==== Exercise data
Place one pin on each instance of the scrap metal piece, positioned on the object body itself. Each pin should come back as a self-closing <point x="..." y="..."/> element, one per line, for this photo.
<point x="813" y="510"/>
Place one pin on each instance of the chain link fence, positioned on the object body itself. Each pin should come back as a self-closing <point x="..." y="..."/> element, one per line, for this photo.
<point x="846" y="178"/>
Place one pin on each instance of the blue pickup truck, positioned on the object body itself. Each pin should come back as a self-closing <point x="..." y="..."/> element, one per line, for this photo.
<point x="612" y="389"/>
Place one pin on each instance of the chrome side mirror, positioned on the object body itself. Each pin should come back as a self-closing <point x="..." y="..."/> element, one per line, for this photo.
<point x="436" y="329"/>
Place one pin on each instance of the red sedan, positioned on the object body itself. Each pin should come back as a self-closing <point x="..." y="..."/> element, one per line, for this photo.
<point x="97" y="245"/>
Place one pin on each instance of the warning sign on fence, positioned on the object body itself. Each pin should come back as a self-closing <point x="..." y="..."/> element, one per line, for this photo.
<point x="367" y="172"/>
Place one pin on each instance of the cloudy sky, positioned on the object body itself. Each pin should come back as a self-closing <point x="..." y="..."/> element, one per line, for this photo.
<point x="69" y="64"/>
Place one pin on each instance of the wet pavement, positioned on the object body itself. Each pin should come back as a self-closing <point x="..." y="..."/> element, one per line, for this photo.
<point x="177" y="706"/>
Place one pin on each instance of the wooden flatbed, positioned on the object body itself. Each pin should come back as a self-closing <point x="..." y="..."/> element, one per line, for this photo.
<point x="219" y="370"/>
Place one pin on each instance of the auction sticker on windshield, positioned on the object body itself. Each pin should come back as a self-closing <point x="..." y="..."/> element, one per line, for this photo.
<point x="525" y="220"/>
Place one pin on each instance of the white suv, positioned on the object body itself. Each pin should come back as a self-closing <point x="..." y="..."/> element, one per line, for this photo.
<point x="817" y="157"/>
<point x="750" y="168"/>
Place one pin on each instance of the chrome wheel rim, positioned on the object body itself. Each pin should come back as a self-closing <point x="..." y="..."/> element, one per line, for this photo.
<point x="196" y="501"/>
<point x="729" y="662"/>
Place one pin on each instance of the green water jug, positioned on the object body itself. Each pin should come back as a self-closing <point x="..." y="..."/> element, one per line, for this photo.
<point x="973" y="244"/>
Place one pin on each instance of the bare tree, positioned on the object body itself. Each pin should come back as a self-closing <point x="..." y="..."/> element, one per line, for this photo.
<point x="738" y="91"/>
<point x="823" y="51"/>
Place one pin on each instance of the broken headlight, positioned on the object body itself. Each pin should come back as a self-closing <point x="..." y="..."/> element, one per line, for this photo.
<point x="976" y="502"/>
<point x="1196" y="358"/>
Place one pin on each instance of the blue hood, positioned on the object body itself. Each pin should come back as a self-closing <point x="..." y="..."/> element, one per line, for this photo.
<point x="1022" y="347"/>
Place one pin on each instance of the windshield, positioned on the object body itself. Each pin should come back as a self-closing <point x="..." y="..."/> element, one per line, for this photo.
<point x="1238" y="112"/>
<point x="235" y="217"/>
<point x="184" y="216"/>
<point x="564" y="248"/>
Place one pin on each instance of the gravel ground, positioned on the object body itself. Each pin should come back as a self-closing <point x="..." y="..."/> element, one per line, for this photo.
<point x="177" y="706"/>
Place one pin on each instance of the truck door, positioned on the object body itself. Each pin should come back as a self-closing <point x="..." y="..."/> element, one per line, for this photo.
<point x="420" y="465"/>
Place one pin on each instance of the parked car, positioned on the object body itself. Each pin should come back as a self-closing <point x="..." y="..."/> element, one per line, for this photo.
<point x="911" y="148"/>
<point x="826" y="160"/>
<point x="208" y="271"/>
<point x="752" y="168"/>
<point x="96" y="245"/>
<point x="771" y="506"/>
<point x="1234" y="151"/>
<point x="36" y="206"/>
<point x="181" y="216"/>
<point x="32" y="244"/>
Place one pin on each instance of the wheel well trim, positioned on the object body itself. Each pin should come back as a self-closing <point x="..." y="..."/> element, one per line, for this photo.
========
- [What you have to do] Copy the records out again word for word.

- [Task output]
Place one pin on each instance of the scrap metal piece, positioned on the object body itself. Each pin should come back as a self-closing <point x="..." y="..."/> element, one per line, for this photo.
<point x="813" y="510"/>
Place one pin on each instance of the chain link fence, positioned on the object body itself. Each pin should come back as a self-closing <point x="..." y="..."/> element, one per line, for this photo.
<point x="846" y="178"/>
Place one pin on each instance of the blue pickup truck, positioned on the object body itself. Each pin should come back as a self-closing <point x="..." y="..."/> element, one per line, for this photo.
<point x="612" y="389"/>
Place one pin on each instance of the chrome side mirror, positioned on the object body itself. Each pin should come back as a self-closing <point x="..." y="..."/> element, one per line, for this photo.
<point x="436" y="329"/>
Place one pin on each instance of the red sedan, positioned on the object body itself. Each pin should come back as a self-closing <point x="..." y="..."/> element, one per line, for this photo.
<point x="97" y="245"/>
Place one pin on each instance of the warning sign on fence, positioned on the object body itself. Each pin should come back as a self-closing <point x="..." y="..."/> element, one per line, for this photo.
<point x="367" y="172"/>
Place one pin on each instance of the cloudy sky, positioned on the object body itself. Each pin should come back as a self-closing <point x="..." y="..."/> element, one per line, for this photo.
<point x="69" y="64"/>
Place one pin on each instance of the wet pavement, positioned on the object body itself. Each pin should come back as a self-closing <point x="..." y="..."/> element, one per line, for this photo.
<point x="177" y="706"/>
Place one pin on each instance of the wooden flatbed, positioned on the object body itself. Each pin should come back as a self-closing <point x="..." y="..."/> element, one per line, for this photo.
<point x="219" y="370"/>
Place one pin on each instance of the auction sticker on windshield, positioned on the object body itself. Each pin should come back as a self-closing <point x="..." y="..."/> element, one per line, for this photo.
<point x="525" y="220"/>
Place one pin on each instance of the white suv, positioned on the object body itself. Each pin should come back as a self-closing <point x="..." y="..."/> element, one per line, for this photo.
<point x="817" y="157"/>
<point x="750" y="168"/>
Place one pin on each instance of the chrome wheel rim, positioned on the object body itself. Each pin should come back as a self-closing <point x="..." y="..."/> element, one per line, for this photo.
<point x="196" y="501"/>
<point x="729" y="662"/>
Place one pin on each instance of the green water jug, positioned on the object body itself. Each pin should come back as a self-closing <point x="..." y="..."/> element, one per line, for this photo.
<point x="973" y="244"/>
Place one pin on each instance of the bare tree, positioned on the object body itself. Each pin should come back as a self-closing <point x="..." y="..."/> element, one per line, for this photo.
<point x="738" y="91"/>
<point x="823" y="51"/>
Place one pin on each instance of the broken headlight, positioned on the object body itself. Each pin should come back as a self-closing <point x="..." y="..."/> element, one per line, for this photo.
<point x="976" y="502"/>
<point x="1196" y="358"/>
Place one pin on each instance of the blue hood, positioned on the object body itself. Each pin should come back as a self-closing <point x="..." y="..."/> element, one per line, for this photo.
<point x="1022" y="347"/>
Place one pin on each instance of the windshield, positioned on the object body itself. Each pin should come back as a self-closing <point x="..." y="..."/> element, one per line, for this photo.
<point x="1238" y="112"/>
<point x="235" y="217"/>
<point x="184" y="216"/>
<point x="564" y="248"/>
Place one pin on each instance of the gravel ground, positioned on the object body itself. Each pin should come back as a self-closing <point x="..." y="..."/> element, one per line, for this photo.
<point x="177" y="706"/>
Place one pin on each instance of the truck door, positioned on the object body itself. Each pin should come back as a self-closing <point x="..." y="..."/> element, one per line, for this photo.
<point x="420" y="465"/>
Place one pin on each instance of the parked car, positioned on the object body itself. Each pin should come back as a self-closing <point x="..." y="..."/> element, one per line, for this photo.
<point x="911" y="148"/>
<point x="826" y="160"/>
<point x="208" y="271"/>
<point x="752" y="168"/>
<point x="96" y="245"/>
<point x="771" y="506"/>
<point x="1234" y="151"/>
<point x="36" y="206"/>
<point x="181" y="216"/>
<point x="32" y="244"/>
Place one pin on each instance of the wheel well trim, positioned on the object body itself. Each pin should come back as a self-closing <point x="..." y="..."/> element, one per line, for this photo.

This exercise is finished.